(WHAT IS EXPECTED) Send back the whole listing untouched.

(DATA)

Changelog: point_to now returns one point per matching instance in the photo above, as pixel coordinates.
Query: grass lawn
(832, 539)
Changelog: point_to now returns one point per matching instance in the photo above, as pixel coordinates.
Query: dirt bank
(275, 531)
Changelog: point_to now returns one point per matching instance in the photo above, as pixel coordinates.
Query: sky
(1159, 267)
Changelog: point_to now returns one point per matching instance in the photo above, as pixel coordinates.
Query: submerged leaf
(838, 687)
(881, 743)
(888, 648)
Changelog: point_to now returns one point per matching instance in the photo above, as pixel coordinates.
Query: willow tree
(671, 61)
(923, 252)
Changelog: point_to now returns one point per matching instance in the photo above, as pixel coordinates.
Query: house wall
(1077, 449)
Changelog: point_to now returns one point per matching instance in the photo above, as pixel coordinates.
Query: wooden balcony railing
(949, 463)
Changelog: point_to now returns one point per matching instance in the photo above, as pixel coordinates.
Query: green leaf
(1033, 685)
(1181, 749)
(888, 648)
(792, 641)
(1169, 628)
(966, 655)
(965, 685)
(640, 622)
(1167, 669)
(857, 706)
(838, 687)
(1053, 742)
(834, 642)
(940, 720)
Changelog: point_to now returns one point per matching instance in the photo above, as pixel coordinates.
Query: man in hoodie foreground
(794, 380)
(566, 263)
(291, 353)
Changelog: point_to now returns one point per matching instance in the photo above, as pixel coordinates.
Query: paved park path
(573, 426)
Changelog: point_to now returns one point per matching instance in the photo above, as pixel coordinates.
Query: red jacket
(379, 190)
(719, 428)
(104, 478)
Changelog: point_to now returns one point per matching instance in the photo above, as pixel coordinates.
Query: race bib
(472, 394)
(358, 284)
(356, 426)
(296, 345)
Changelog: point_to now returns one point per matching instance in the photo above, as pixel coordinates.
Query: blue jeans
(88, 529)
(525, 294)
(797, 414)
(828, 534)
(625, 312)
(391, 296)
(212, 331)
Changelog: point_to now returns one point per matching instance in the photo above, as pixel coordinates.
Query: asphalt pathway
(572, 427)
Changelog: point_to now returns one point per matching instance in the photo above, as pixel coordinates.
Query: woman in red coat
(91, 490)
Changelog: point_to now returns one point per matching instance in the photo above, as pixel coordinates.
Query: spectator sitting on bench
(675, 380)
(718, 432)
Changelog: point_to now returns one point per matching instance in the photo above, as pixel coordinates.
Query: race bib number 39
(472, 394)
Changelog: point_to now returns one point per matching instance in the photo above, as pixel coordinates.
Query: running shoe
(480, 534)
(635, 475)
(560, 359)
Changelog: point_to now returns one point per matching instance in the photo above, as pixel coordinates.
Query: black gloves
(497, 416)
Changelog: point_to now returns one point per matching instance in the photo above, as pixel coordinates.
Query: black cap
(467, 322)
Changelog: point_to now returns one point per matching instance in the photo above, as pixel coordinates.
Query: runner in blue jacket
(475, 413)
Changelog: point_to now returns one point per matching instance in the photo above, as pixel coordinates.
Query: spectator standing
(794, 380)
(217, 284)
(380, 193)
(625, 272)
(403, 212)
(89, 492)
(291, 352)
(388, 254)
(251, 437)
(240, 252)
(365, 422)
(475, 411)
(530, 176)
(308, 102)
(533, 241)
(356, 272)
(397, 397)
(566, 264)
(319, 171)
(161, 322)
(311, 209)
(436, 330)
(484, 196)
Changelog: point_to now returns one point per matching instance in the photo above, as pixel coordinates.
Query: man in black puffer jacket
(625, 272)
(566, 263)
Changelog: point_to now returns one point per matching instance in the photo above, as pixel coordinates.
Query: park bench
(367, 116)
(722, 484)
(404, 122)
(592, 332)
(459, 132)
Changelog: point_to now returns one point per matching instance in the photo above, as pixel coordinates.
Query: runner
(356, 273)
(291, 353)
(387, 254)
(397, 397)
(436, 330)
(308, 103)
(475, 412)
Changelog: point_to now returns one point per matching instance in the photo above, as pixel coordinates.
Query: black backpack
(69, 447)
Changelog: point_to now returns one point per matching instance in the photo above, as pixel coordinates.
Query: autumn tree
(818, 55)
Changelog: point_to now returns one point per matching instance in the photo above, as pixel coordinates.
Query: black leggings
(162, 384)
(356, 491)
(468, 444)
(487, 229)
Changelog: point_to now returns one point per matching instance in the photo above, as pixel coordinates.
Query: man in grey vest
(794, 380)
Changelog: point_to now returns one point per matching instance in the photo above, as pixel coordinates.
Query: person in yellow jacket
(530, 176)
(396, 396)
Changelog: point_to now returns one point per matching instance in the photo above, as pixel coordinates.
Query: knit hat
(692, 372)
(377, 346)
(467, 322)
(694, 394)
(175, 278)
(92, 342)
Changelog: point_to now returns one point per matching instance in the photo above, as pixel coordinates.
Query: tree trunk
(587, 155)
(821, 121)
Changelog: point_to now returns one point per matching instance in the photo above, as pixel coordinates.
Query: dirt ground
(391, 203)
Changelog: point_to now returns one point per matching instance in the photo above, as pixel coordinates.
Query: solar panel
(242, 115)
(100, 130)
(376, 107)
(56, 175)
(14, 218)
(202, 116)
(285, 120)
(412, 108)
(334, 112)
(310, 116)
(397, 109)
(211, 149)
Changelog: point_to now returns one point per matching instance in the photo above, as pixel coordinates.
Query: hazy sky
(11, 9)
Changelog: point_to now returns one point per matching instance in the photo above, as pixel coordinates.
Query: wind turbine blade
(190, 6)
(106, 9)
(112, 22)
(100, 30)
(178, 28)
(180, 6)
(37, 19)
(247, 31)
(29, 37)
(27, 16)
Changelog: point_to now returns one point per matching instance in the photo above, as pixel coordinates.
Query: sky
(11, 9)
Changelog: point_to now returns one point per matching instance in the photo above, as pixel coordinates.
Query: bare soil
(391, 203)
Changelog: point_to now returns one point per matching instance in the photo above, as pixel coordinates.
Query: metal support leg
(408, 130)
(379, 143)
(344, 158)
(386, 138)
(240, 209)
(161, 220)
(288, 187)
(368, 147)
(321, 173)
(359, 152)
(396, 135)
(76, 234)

(EXERCISE RESPONSE)
Changelog: point_to now returns one point per matching instance in the photo above, as pixel coordinates.
Query: grass lawn
(832, 539)
Changelog: point_to now returns one point per matching instance in the photo above, as pixel coordinates.
Query: dirt bank
(275, 531)
Changelog: point_to now returns one point per matching instance in the photo above, as pixel coordinates.
Query: sky
(1159, 267)
Changelog: point_to now returns one point per matching instance in the photo above, as pixel coordinates.
Query: submerged leaf
(838, 687)
(881, 743)
(888, 648)
Changelog: point_to now returns one point per matching instance in the photo above, as pixel coordinates.
Query: willow tree
(671, 61)
(923, 252)
Changelog: point_to now returns one point per matching instance in the photo above, as pixel coordinates.
Query: house wall
(1077, 449)
Changelog: point_to now returns one point per matching instance in the photo above, as pixel coordinates.
Query: wooden balcony railing
(949, 463)
Changelog: point_to now returns one point per matching instance in the photo above, as pixel coordinates.
Query: green leaf
(1033, 685)
(1181, 749)
(888, 648)
(792, 641)
(1169, 628)
(966, 655)
(965, 685)
(640, 622)
(1167, 669)
(857, 706)
(838, 687)
(1053, 742)
(834, 642)
(940, 720)
Changelog: point_to now returns one point per matching instance in the photo above, as pixel coordinates.
Query: man in hoodie foreground
(794, 380)
(566, 263)
(291, 353)
Changelog: point_to now returns one point per matching instance in the photo above, as pixel coordinates.
Query: paved park path
(573, 426)
Changelog: point_to now returns one point per matching instance in the photo above, as pixel coordinates.
Query: red jacket
(379, 190)
(719, 428)
(104, 478)
Changelog: point_to now returns one point per matching instance in the photo above, as pixel coordinates.
Query: race bib
(472, 394)
(358, 284)
(356, 426)
(296, 345)
Changelog: point_to now returns one point per matching instance in the photo above, as pixel coordinates.
Query: blue jeans
(88, 529)
(525, 294)
(797, 414)
(828, 534)
(625, 312)
(391, 296)
(212, 331)
Changelog: point_to now returns one point per matching instance in the photo above, as pixel coordinates.
Query: asphalt pathway
(572, 427)
Changelog: point_to now returns one point per matching instance in the photo above, as pixel coordinates.
Query: woman in red coat
(91, 490)
Changelog: point_to now returns one point per matching instance in the photo above, as pixel coordinates.
Query: spectator sitting on bench
(675, 380)
(718, 432)
Changelog: point_to now returns one point per matching instance in the photo above, as pixel coordinates.
Query: race bib number 39
(472, 394)
Changelog: point_to now returns one point per matching instance in the photo above, as pixel coordinates.
Query: running shoe
(480, 534)
(635, 475)
(560, 359)
Changelog: point_to now returns one point per matching instance in the photo above, as pixel coordinates.
Query: black gloves
(497, 416)
Changelog: point_to now returns one point per matching instance in the photo above, as pixel coordinates.
Query: black cap
(467, 322)
Changelog: point_to now returns one point per matching instance in the photo above, as pixel coordinates.
Query: runner in blue jacket
(475, 413)
Changelog: point_to now returns one point per matching instance in the photo above, as pixel coordinates.
Query: spectator standing
(794, 380)
(217, 284)
(380, 193)
(625, 272)
(403, 212)
(89, 492)
(291, 352)
(388, 254)
(251, 437)
(240, 252)
(365, 422)
(475, 411)
(530, 176)
(308, 102)
(533, 241)
(356, 272)
(397, 397)
(566, 264)
(319, 171)
(161, 322)
(311, 209)
(436, 330)
(484, 196)
Changelog: point_to now returns one point per matching instance in the photo above, as pixel coordinates.
Query: man in black puffer jacket
(625, 272)
(566, 263)
Changelog: point_to now returns one point per matching instance in the photo above, as pixel coordinates.
Query: park bench
(367, 116)
(722, 484)
(404, 122)
(592, 332)
(459, 132)
Changelog: point_to now returns one point per matching instance in the photo above, as pixel coordinates.
Query: runner
(356, 273)
(291, 353)
(387, 254)
(397, 397)
(436, 330)
(308, 103)
(475, 412)
Changelog: point_to now returns one point per matching instance in the photo above, as pixel coordinates.
Query: black backpack
(69, 447)
Changelog: point_to now returns one point per matching instance in the photo above, as pixel coordinates.
Query: autumn tree
(818, 55)
Changelog: point_to now returns one point per matching instance in the photo above, as pixel coordinates.
Query: black leggings
(162, 384)
(356, 491)
(468, 444)
(487, 229)
Changelog: point_to now returns one point per matching instance in the photo above, as pixel coordinates.
Query: man in grey vest
(794, 380)
Changelog: point_to now returns one point per matching instance in the photo above, as pixel coordinates.
Query: person in yellow jacket
(530, 176)
(396, 396)
Changelog: point_to now returns one point per matching instance in the photo above, as pixel coordinates.
Query: knit hat
(692, 372)
(377, 346)
(467, 322)
(694, 394)
(175, 278)
(92, 342)
Changelog: point_to now returns one point per matching instance in the photo above, as pixel coordinates.
Query: tree trunk
(587, 155)
(821, 121)
Changelog: point_to now returns one point per matching instance in the photo above, as pixel coordinates.
Query: dirt ground
(391, 203)
Changelog: point_to now returns one point per matching instance in the photo above, as pixel coordinates.
Query: solar panel
(242, 115)
(100, 130)
(376, 107)
(56, 175)
(14, 218)
(202, 116)
(285, 120)
(412, 108)
(334, 112)
(310, 116)
(397, 109)
(211, 149)
Changelog: point_to now returns one point per matching instance in the photo above, as pixel coordinates.
Query: hazy sky
(11, 9)
Changelog: point_to now returns one point per matching instance in the photo above, as pixel coordinates.
Query: wind turbine blade
(190, 6)
(106, 9)
(112, 22)
(100, 30)
(178, 28)
(180, 6)
(37, 19)
(247, 31)
(29, 37)
(27, 16)
Changelog: point_to now returns one point per matching instance in the photo above, as pixel coordinates.
Query: sky
(11, 9)
Changelog: point_to now returns one point per matching instance in the photo above, as pixel coordinates.
Query: bare soil
(391, 203)
Changelog: point_to now returns one point per matching instance in the photo above, as pixel coordinates.
Query: metal support leg
(408, 130)
(379, 143)
(344, 158)
(386, 138)
(240, 209)
(161, 220)
(288, 187)
(368, 147)
(321, 173)
(359, 152)
(396, 135)
(76, 234)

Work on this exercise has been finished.